ИМЕЮЩИЕСЯ ЗАПИСИ ->
______
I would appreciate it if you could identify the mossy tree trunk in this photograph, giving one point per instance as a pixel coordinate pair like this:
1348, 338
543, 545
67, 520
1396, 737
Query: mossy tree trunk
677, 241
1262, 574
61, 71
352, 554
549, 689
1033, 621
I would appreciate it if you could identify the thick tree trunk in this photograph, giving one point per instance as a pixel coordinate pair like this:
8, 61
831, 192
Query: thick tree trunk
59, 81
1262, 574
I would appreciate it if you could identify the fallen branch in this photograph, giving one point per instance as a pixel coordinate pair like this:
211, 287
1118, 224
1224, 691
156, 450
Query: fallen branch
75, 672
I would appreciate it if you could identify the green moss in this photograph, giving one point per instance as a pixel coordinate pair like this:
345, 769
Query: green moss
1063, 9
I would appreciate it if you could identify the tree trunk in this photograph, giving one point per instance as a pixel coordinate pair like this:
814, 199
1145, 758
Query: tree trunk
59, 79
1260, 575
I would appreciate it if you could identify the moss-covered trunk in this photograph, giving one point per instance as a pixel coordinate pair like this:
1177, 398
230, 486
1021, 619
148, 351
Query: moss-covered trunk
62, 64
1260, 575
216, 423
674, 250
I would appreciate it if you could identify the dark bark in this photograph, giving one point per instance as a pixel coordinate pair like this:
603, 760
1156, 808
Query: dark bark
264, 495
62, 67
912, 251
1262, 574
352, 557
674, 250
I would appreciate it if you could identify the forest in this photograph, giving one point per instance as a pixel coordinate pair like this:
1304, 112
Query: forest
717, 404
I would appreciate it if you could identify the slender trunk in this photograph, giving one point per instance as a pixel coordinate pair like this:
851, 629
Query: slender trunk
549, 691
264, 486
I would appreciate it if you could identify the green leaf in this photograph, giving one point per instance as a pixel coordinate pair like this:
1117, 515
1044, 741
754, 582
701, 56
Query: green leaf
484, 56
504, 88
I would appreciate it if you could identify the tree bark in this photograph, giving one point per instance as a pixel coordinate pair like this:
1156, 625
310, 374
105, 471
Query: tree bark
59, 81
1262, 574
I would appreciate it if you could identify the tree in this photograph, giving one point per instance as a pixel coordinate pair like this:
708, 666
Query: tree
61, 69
______
ЗАДАНИЕ -> Воспроизведите полностью только строки записей от строки с «I would appreciate it if you could identify the tree bark» до конца записей включительно, изменив каждую координату в ответах на −127.

ОТВЕТ К ЗАДАНИЮ ->
I would appreciate it if you could identify the tree bark in this photograph, giving one point per instance as a pixel coordinate pair like this:
1156, 625
310, 374
105, 471
Query: tree bark
-68, -46
1135, 447
I would appreciate it if you could identify the tree in this photograph, giving one point per instance as a pixel coordinate pair like this:
708, 666
Query: tree
-66, -58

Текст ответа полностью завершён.